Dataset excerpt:
---
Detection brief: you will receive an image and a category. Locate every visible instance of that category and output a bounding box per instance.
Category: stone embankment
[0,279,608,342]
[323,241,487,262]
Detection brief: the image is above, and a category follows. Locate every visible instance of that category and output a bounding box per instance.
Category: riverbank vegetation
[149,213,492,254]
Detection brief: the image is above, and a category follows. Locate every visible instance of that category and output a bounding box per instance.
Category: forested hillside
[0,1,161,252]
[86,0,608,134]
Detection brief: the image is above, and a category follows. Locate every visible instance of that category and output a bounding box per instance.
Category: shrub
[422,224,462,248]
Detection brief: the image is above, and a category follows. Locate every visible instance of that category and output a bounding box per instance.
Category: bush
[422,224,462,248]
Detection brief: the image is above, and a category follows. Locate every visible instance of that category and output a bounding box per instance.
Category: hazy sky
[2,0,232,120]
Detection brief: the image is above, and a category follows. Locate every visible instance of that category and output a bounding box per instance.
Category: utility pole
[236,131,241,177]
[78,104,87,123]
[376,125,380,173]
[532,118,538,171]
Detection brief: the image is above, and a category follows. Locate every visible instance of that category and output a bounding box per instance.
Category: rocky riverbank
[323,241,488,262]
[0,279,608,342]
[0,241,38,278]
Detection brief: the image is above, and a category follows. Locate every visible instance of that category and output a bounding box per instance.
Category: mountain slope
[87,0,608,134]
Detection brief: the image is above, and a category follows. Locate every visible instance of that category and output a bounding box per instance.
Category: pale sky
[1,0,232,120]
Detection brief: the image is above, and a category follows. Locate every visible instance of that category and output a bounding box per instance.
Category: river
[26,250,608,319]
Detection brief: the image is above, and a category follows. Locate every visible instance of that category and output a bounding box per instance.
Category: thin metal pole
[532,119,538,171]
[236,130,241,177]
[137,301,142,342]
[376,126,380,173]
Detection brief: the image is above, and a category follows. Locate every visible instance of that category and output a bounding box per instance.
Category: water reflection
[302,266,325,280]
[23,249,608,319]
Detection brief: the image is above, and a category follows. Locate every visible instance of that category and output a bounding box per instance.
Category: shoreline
---
**WRITTEN EXERCISE**
Please write out the records again, substituting "enclosing rectangle" for every occurrence of "bounding box" and leaving all other text unchanged.

**FINAL ANSWER**
Detection brief: you will receive an image and a category. Locate every visible instance of that category and output a enclosing rectangle per instance.
Category: stone embankment
[0,279,608,342]
[323,241,487,262]
Detection brief: the image is above, and a category follows. Locate every visible instance of that category and output a enclosing rectangle per instance.
Category: riverbank vegetation
[149,213,492,254]
Detection brief: the image is above, and a category follows. Locate every visible instance of that category and output a enclosing rectangle per instance.
Category: forested hillside
[0,1,161,252]
[86,0,608,134]
Detection brief: the image is above, and a category follows. Locate every visible instance of that category and output a enclosing rectangle per instance.
Category: shrub
[422,224,462,248]
Detection brief: the image is above, and a category follows. Locate every visible instance of that category and output a enclosing rectangle per instance.
Category: bush
[422,224,462,248]
Detection brief: the image is above, and a category follows. Locate every visible instance of that category and output a enclosing rectangle per instance.
Category: hazy sky
[2,0,232,120]
Detection brief: the image is above, and a category follows. Locate every visible instance of that category and output a enclosing rectangle per instance.
Category: utility pole
[236,131,241,177]
[78,104,87,123]
[376,125,380,173]
[532,118,538,171]
Detection brief: the image is above, and a category follows. Locate every visible instance of that category and output a enclosing rectangle per instance.
Category: rocky riverbank
[323,241,488,262]
[0,279,608,342]
[0,241,38,278]
Detection brief: the image is above, and a category follows. Locate every visible instance of that category and output a enclosing rectangle per instance.
Category: mountain slope
[87,0,608,134]
Detection brief: the image is above, and a category follows. Locate every visible instance of that category and output a enclosing rectangle per instance.
Category: pale sky
[1,0,232,120]
Detection brief: the image is above, and a category follows. Locate every visible instance of that category and output a enclosing rectangle per instance.
Category: river
[26,250,608,319]
Detection brief: the image is above, and a category follows. Locate every visible instance of that category and output a enclosing rectangle per instance.
Category: thin metal pole
[532,119,538,171]
[236,130,241,177]
[137,301,142,342]
[376,126,380,173]
Detection brief: the image is above, and a category follows. Locate every visible instance of that category and output a enclosing rectangle per instance.
Category: water reflection
[302,266,325,280]
[23,249,608,319]
Detection brief: the image is above, and a category follows. Locate every visible instance of that category and output a enclosing rectangle per instance.
Category: shoreline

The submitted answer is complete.